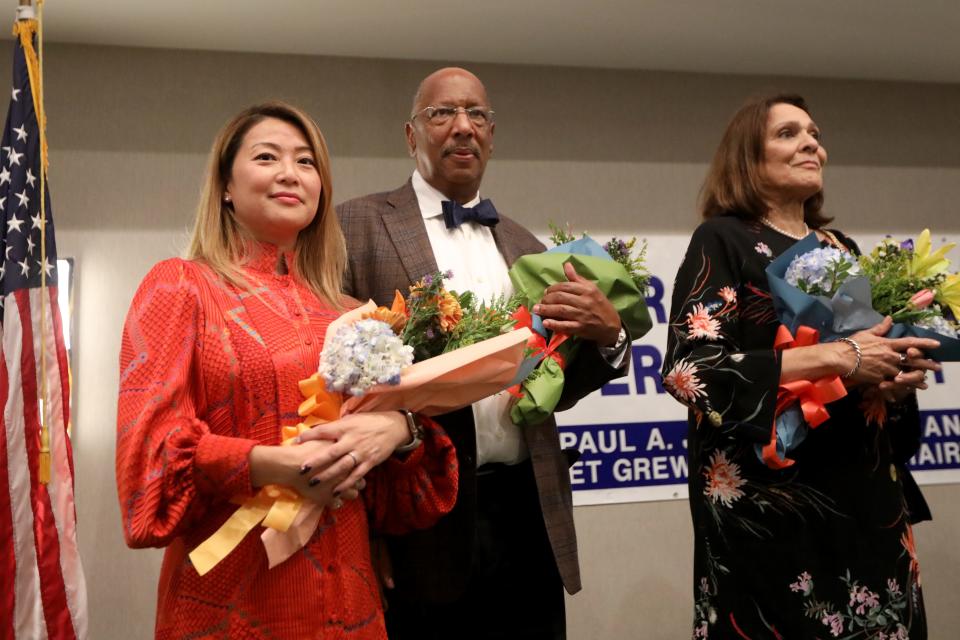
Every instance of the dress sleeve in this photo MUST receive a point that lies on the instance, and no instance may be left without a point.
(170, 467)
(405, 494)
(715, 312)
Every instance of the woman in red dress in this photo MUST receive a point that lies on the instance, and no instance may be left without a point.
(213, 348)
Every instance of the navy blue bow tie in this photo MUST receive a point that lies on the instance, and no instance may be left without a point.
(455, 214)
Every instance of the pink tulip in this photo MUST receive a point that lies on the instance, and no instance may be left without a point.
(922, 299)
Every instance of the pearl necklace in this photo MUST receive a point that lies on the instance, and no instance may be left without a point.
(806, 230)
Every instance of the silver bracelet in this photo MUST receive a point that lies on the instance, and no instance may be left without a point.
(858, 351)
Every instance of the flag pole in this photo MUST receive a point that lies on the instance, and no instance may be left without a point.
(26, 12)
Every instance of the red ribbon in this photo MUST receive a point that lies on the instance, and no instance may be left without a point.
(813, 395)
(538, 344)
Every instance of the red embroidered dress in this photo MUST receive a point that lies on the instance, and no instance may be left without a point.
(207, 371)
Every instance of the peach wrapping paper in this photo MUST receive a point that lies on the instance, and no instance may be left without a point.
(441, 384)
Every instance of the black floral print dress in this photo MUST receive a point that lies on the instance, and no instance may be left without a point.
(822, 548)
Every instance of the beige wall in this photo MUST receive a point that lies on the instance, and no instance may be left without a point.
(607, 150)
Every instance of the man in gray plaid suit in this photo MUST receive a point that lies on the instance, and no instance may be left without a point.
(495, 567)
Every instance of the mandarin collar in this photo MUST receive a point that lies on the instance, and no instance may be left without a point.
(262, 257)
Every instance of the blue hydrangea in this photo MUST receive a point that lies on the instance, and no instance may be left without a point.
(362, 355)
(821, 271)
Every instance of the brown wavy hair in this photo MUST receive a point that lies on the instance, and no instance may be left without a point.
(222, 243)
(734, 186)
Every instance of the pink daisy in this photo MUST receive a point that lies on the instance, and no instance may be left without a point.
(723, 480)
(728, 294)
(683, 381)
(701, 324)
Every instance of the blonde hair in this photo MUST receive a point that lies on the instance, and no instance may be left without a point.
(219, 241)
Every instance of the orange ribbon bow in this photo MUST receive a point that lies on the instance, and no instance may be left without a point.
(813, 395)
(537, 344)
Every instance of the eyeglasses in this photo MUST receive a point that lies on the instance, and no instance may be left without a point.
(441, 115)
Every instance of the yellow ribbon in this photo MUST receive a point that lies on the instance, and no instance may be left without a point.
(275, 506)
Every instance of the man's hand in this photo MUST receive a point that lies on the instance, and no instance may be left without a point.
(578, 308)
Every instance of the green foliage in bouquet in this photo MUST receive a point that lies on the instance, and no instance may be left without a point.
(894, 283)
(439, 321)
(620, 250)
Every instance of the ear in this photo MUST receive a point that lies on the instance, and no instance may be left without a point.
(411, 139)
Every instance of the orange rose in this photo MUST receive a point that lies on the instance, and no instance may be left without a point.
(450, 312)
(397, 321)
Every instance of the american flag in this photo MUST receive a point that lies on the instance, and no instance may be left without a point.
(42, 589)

******************************

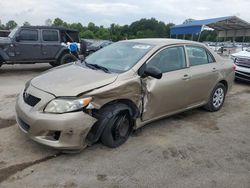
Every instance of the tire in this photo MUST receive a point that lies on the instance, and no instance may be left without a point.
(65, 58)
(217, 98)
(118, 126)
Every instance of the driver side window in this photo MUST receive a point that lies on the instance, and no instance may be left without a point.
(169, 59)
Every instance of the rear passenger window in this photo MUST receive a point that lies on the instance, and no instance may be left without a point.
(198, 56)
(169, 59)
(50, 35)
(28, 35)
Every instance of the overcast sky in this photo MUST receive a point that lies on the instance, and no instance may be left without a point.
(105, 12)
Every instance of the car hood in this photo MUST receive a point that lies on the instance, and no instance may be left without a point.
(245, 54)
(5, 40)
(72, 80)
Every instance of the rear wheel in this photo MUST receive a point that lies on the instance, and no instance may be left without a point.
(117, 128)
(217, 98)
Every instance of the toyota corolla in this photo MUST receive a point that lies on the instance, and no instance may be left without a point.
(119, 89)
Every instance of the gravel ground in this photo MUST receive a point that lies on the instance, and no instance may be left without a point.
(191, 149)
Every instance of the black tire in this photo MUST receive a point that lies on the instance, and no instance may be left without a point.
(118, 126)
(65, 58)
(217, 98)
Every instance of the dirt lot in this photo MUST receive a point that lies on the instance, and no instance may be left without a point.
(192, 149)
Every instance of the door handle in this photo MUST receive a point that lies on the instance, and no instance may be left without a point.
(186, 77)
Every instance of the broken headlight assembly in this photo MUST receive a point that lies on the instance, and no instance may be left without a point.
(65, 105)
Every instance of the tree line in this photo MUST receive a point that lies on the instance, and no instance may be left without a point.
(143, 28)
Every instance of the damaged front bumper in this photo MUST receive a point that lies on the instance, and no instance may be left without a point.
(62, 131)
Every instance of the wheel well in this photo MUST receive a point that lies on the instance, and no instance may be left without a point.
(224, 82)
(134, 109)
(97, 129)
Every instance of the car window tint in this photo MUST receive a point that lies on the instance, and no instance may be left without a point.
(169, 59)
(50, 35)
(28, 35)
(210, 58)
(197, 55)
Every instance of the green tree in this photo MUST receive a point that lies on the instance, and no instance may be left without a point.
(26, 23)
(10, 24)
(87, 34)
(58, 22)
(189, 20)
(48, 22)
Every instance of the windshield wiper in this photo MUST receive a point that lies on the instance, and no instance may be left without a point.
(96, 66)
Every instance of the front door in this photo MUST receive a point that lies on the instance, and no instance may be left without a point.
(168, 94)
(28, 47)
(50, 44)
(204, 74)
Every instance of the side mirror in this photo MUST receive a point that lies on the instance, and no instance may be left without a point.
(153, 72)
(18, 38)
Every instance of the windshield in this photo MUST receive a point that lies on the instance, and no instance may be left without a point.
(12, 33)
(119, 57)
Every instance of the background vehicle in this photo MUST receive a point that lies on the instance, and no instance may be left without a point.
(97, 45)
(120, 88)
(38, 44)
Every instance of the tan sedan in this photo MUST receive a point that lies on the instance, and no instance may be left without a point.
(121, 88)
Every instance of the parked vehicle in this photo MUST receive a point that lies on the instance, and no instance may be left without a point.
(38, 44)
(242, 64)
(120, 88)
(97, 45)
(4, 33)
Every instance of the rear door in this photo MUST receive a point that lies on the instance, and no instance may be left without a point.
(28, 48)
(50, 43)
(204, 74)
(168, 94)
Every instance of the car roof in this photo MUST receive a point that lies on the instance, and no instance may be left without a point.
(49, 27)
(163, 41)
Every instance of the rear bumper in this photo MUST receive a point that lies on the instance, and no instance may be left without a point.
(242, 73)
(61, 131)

******************************

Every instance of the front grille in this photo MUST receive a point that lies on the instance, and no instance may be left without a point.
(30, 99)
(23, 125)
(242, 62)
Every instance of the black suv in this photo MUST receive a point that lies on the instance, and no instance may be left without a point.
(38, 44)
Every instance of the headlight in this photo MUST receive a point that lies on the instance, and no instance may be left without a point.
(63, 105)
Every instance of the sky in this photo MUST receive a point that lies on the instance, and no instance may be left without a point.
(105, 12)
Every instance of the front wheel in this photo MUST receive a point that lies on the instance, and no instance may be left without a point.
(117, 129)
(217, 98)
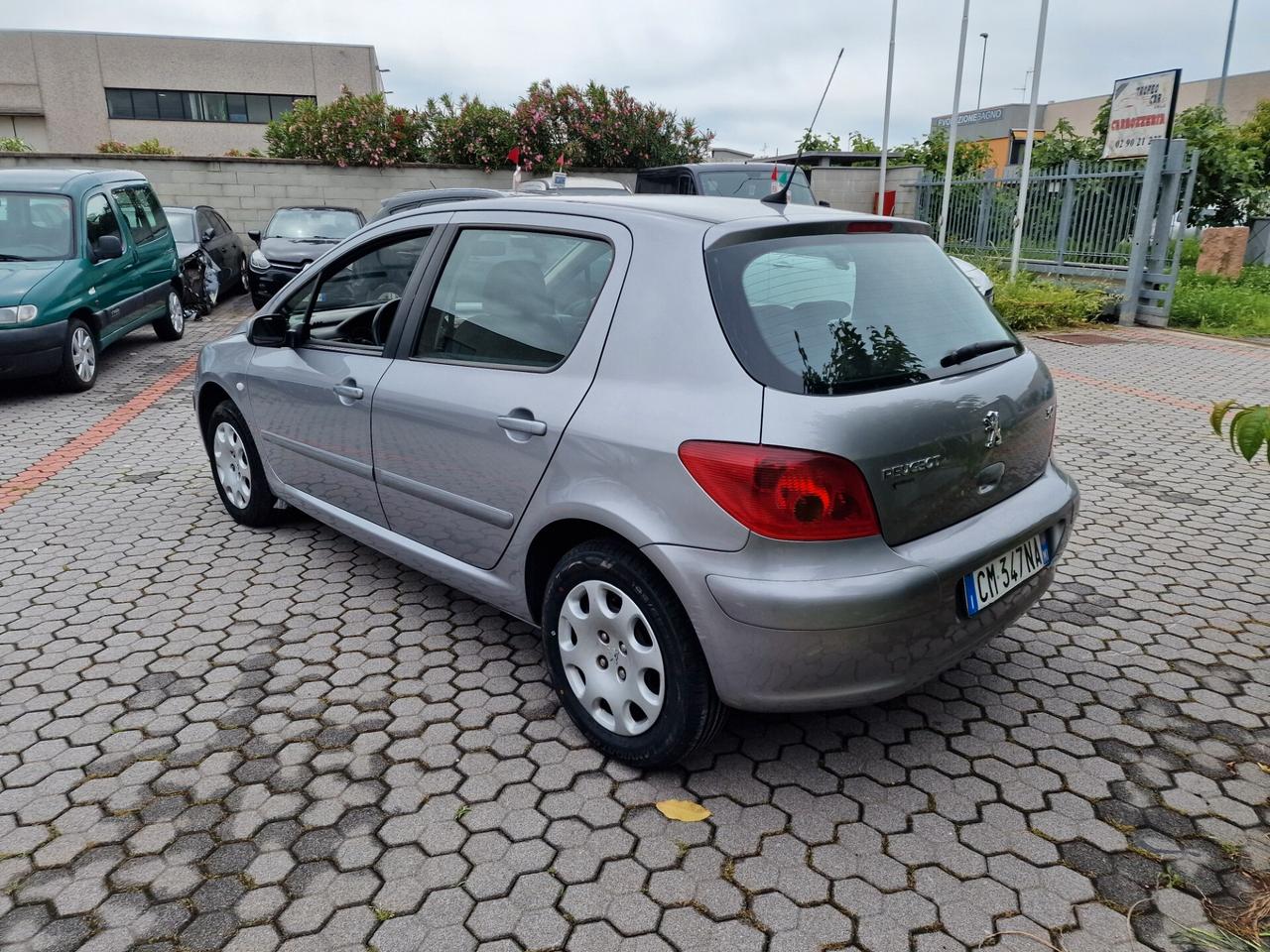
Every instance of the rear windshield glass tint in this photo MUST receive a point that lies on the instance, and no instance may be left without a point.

******************************

§ What to do
Copy word for word only the lines above from the one with "Every instance of the sky" through the one with "Every instance of the rear windshield". Leave pictures out.

§ Answer
Every instance of the sky in this photo MUST receive a point that lies on the instance, and no instance may be left without a point.
(105, 12)
Every instance of the front wheel in this photo MUST receive a point that lies on the instance, and no instance may be left without a point.
(117, 129)
(217, 98)
Every instance of the rear windshield glass tint in this photo MUST receive a point that lies on the instance, and no instance may be left without a point.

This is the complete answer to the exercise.